## Requirement
Pull each line containing "muzzle" from the data.

Saved data entries:
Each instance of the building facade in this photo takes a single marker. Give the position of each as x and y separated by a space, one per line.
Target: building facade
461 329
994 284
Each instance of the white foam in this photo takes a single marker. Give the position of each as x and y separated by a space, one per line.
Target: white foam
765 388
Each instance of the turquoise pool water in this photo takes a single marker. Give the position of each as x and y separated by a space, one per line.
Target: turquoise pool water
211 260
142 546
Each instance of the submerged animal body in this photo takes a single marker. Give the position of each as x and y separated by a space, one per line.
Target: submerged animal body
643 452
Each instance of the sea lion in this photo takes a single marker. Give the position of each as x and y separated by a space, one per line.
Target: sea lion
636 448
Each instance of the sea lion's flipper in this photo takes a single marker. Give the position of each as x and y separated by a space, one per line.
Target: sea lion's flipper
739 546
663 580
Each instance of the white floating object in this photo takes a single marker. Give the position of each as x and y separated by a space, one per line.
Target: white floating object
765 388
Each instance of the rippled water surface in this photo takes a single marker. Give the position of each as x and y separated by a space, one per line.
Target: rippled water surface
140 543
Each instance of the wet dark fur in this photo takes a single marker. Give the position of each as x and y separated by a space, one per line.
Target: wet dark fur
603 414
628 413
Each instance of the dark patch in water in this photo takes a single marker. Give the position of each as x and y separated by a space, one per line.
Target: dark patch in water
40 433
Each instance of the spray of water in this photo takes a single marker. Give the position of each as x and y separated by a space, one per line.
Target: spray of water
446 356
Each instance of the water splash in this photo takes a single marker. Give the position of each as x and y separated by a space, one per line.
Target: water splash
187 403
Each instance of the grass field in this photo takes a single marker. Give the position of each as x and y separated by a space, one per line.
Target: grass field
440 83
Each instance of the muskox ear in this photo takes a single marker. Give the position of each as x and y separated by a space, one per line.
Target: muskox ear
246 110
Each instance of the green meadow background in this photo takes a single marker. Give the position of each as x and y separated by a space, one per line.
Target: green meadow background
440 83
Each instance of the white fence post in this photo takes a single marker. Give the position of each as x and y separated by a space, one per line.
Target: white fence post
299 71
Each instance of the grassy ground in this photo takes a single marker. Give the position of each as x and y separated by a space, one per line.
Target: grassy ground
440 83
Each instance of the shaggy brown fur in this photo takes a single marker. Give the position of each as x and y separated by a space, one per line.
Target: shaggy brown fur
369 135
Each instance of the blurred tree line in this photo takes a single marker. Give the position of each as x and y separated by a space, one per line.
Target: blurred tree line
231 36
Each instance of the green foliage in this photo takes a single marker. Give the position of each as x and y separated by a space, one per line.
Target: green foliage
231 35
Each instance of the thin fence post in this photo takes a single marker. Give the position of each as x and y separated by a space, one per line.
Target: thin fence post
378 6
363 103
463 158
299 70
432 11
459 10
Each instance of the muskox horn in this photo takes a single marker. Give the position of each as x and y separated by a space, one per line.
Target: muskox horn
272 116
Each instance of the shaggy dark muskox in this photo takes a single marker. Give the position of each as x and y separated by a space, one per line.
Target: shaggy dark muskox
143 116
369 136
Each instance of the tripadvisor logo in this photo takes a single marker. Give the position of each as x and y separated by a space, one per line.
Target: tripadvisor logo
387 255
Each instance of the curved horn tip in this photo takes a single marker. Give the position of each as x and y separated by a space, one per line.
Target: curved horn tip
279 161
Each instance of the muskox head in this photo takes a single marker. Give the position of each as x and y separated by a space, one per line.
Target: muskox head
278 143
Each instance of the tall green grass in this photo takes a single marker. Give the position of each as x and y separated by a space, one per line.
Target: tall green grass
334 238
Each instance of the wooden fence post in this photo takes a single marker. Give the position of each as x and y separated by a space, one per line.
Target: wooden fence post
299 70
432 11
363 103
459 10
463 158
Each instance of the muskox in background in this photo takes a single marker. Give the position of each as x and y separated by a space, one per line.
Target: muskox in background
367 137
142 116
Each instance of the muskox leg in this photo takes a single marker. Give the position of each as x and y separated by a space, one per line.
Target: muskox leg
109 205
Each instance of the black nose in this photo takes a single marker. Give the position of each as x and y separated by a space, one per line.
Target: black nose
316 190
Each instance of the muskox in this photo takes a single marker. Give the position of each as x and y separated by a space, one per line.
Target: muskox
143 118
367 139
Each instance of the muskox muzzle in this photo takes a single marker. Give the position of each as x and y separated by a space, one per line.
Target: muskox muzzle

## Written solution
Each instance of the muskox muzzle in this photo takes a single marker. Give the position of each as x and y separated by a space, one per line.
Target: muskox muzzle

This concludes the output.